__Supplied passage__:

•••

The wrongful association is due in part to marketing by juice makers as well as federal nutrition guidelines, the authors write. U.S. Department of Agriculture guidelines state that individuals can get "up to half of fruit servings" from 100% juice. The guidelines also "recommend drinking fortified orange juice for the vitamin D," Cheng and colleagues add.
However, the authors write, "Drinking fruit juice is not the same as eating whole fruit." They add, "Juices contain more concentrated sugar and calories. They also have less fiber, which makes you feel full."
They note that a 12-ounce glass of orange juice has about the same amount of sugar as a can of Coke. The authors cite several studies that have linked "children's excessive consumption of juice ... to an increased risk of weight gain, shorter stature, and cavities." However, they write parents who view juice as a healthy option are often "unaware" of this relationship.
The authors also point out that juice can be a "gateway beverage" that could lead children to drink more sugary beverages like soda.

•••

__Records shown__:
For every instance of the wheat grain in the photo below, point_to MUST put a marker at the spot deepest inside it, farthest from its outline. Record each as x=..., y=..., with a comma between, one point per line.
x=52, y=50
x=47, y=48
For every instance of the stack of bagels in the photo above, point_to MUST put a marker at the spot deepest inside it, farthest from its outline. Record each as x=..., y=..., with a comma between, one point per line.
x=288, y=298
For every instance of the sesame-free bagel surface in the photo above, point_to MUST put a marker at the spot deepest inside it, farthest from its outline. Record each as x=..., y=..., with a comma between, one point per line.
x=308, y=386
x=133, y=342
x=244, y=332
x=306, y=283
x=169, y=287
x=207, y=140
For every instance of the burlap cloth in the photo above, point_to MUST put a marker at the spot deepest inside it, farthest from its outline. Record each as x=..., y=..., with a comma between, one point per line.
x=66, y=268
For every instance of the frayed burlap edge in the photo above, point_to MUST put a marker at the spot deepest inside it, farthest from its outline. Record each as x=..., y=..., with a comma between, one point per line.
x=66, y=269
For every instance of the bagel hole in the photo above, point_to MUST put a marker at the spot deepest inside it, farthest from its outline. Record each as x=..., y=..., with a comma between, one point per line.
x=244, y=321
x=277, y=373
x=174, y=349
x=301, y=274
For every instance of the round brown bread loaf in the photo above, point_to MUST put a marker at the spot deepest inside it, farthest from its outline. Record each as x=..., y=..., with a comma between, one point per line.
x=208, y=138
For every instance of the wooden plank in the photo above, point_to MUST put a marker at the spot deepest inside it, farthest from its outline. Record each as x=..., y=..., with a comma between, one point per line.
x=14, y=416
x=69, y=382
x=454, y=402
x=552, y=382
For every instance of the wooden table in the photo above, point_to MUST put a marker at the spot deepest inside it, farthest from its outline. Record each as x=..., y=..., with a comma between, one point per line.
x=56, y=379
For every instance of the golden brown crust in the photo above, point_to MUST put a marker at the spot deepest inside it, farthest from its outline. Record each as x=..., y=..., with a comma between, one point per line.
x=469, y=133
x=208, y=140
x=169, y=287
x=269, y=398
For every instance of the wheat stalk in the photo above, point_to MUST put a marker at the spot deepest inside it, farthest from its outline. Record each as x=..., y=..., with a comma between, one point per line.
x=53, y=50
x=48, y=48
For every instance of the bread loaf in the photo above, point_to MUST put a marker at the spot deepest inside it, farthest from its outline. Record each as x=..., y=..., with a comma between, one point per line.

•••

__Try it__:
Transcribe the part of the passage on fruit juice that opens with the words containing "They note that" and closes with "of this relationship.". Answer from the passage on fruit juice alone, not from the material.

__Solution to this problem__:
They note that a 12-ounce glass of orange juice has about the same amount of sugar as a can of Coke. The authors cite several studies that have linked "children's excessive consumption of juice ... to an increased risk of weight gain, shorter stature, and cavities." However, they write parents who view juice as a healthy option are often "unaware" of this relationship.